--- BEGIN TEXT TO READ ---

4.4 Sensitivity analysis

Sensitivity analysis is useful for determining the importance of influential factors (Noori et al. 2009). The sensitivity analysis method was used in this present research to validate and evaluate the consistency of the AHP theoretical outcomes. To recognize the impact of each thematic layer on the final suitable landfill site selection zonation map. The sub-category of each criterion was identified and estimated to check the influence of subcategories on allotted rank and weights in the final suitability zonation map. Sensitivity analysis can be interpreted in two methods map removal sensitivity analysis (Lodwick et al. 1990) and single parameters sensitivity analysis (Napolitano and Fabbri 1996).

4.4.1 Map removal sensitivity analysis

Map removal sensitivity is the important sensitivity analysis for evaluating the potentially suitable landfill site by removing any parameters and producing a new suitability map each time. In this study, nine important thematic layers have been allotted. With this sensitivity analysis, each time overlaying suitability map produces by removing one thematic layer. This method has been identified the importance of influencing factors. The mathematical calculation has been done by the following formula

$$SI=\frac{\left|\left(\frac{\mathrm{LSA}}{N}\right)-\left(\frac{LSA^{\prime }}{n}\right)\right|}{LSA}\times 100$$
(5)

--- END TEXT TO READ ---

**REQUIRED TASKS:**
a – In the text on sensitivity analysis, shorten the paragraph beginning "Sensitivity analysis is useful for determining" into a brief list that keeps its main facts.
b – According to the text on sensitivity analysis, how many thematic layers were assigned in the study?
c – Pick up the text on sensitivity analysis after its final line and carry it forward.

--- BEGIN DATASET SECTION ---

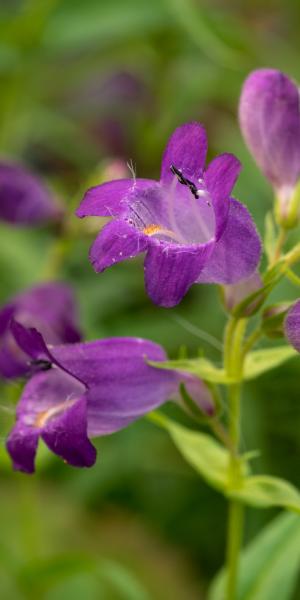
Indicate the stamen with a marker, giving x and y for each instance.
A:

--- END DATASET SECTION ---

**ANSWERS FOR THE EXERCISE:**
a –
- Sensitivity analysis helps determine how important influential factors are (Noori et al. 2009).
- This research used it to validate and evaluate the consistency of the AHP theoretical outcomes.
- It was used to identify how each thematic layer affects the final landfill site suitability zonation map.
- The subcategories of each criterion were identified and estimated to check how they influence the assigned ranks and weights in that map.
- There are two methods: map removal sensitivity analysis (Lodwick et al. 1990) and single parameter sensitivity analysis (Napolitano and Fabbri 1996).

b – Nine thematic layers were assigned.

c –
Where SI implies sensitivity index related with a factor when it is excluded, LSA denotes landfill suitability analysis adopted by using all thematic layers, LSA’ denotes landfill suitability analysis adopted by excluding one thematic layer, N is the total number of thematic layers used to produce LSA and n is the number of thematic layers considered to produced LSA’ map.

The map removal sensitivity analysis (Table 9) reveals that land value (sensitivity variation 34.644%) was the most influential parameter in landfill suitability mapping estimation. However, distance from lineament, river, road, and residence was identified as a moderate influential factor. The sensitivity analysis (Table 10) also explains that the removal of land value increases the low as well as very low suitable landfill potential area by 25.317% and very low area 22.626%. On the other hand removal of river and road increases the high suitable landfill potential area by 21.605% and 21.195% and very high 19.520% and 18.959% respectively.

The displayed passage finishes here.